(TEXT UNDER STUDY)
There are more than 680,000 underground waste and injection wells nationwide, more than 150,000 of which shoot industrial fluids thousands of feet below the surface. Scientists and federal regulators acknowledge they do not know how many of the sites are leaking.

Federal officials and many geologists insist that the risks posed by all this dumping are minimal. Accidents are uncommon, they say, and groundwater reserves — from which most Americans get their drinking water — remain safe and far exceed any plausible threat posed by injecting toxic chemicals into the ground.

But in interviews, several key experts acknowledged that the idea that injection is safe rests on science that has not kept pace with reality, and on oversight that doesn't always work.

"In 10 to 100 years we are going to find out that most of our groundwater is polluted," said Mario Salazar, an engineer who worked for 25 years as a technical expert with the EPA's underground injection program in Washington. "A lot of people are going to get sick, and a lot of people may die."

The boom in oil and natural gas drilling is deepening the uncertainties, geologists acknowledge. Drilling produces copious amounts of waste, burdening regulators and demanding hundreds of additional disposal wells. Those wells — more holes punched in the ground — are changing the earth's geology, adding man-made fractures that allow water and waste to flow more freely.

"There is no certainty at all in any of this, and whoever tells you the opposite is not telling you the truth," said Stefan Finsterle, a leading hydrogeologist at Lawrence Berkeley National Laboratory who specializes in understanding the properties of rock layers and modeling how fluid flows through them. "You have changed the system with pressure and temperature and fracturing, so you don't know how it will behave."
(End TEXT UNDER STUDY)
(INFORMATION)
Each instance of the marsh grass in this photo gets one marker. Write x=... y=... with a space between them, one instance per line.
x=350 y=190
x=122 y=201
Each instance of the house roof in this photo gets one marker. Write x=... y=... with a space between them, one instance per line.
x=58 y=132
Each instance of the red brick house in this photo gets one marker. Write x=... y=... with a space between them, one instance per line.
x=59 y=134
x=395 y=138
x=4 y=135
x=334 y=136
(End INFORMATION)
(INFORMATION)
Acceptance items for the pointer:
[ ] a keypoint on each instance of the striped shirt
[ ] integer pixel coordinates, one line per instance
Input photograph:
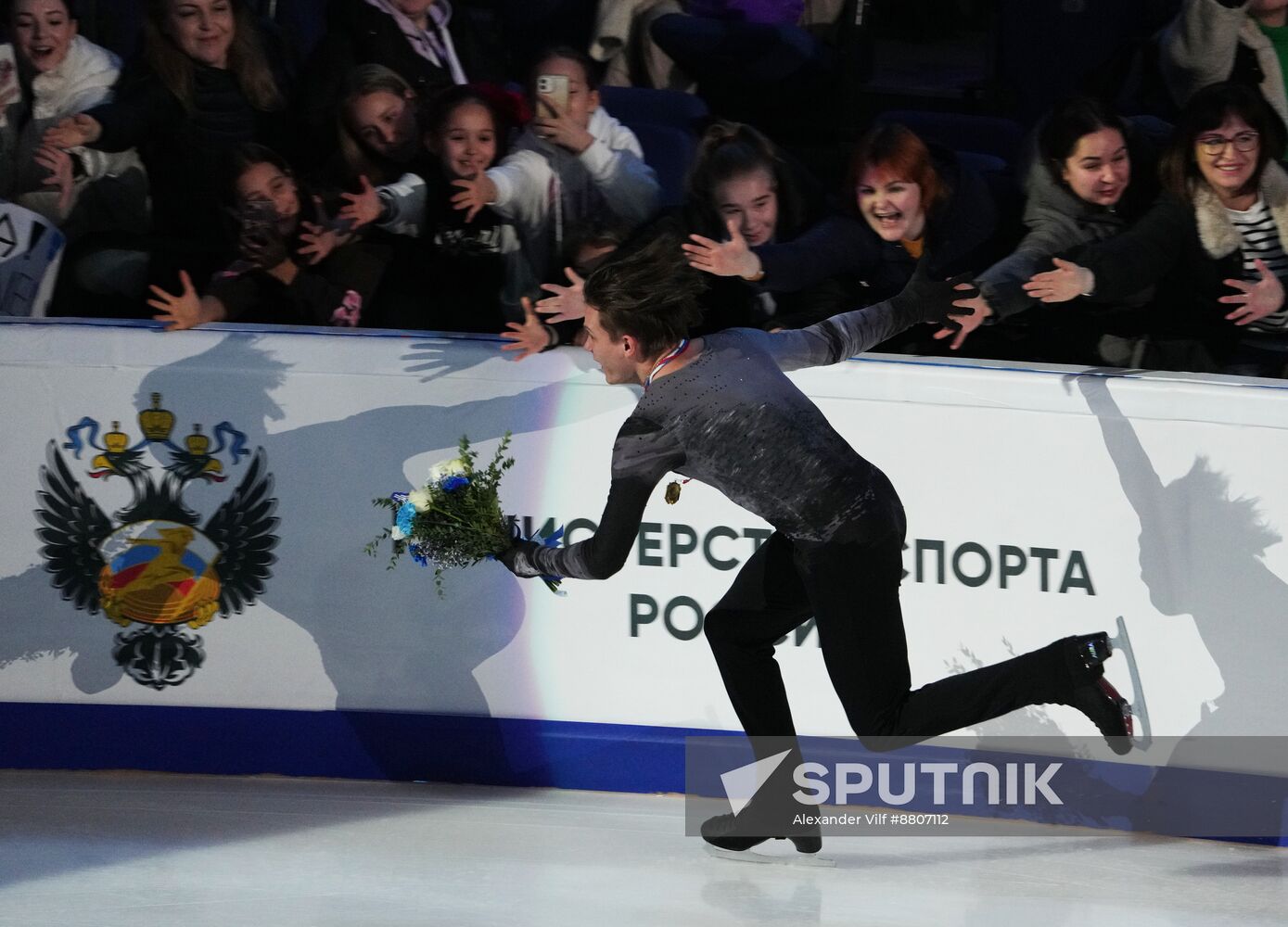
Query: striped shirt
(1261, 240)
(End INFORMATION)
## TASKS
1. Answer these from the passage on underground injection wells:
(a) How many of the wells shoot industrial fluids thousands of feet below the surface?
(b) For how many years did Mario Salazar work as a technical expert with the EPA's underground injection program?
(c) At which laboratory does Stefan Finsterle work?
2. Write out the stretch of the passage on underground injection wells from "There are more" through "sites are leaking.", substituting "industrial liquids" for "industrial fluids".

## ANSWERS BY ITEM NUMBER
1.
(a) More than 150,000.
(b) 25 years.
(c) Lawrence Berkeley National Laboratory.

2.
There are more than 680,000 underground waste and injection wells nationwide, more than 150,000 of which shoot industrial liquids thousands of feet below the surface. Scientists and federal regulators acknowledge they do not know how many of the sites are leaking.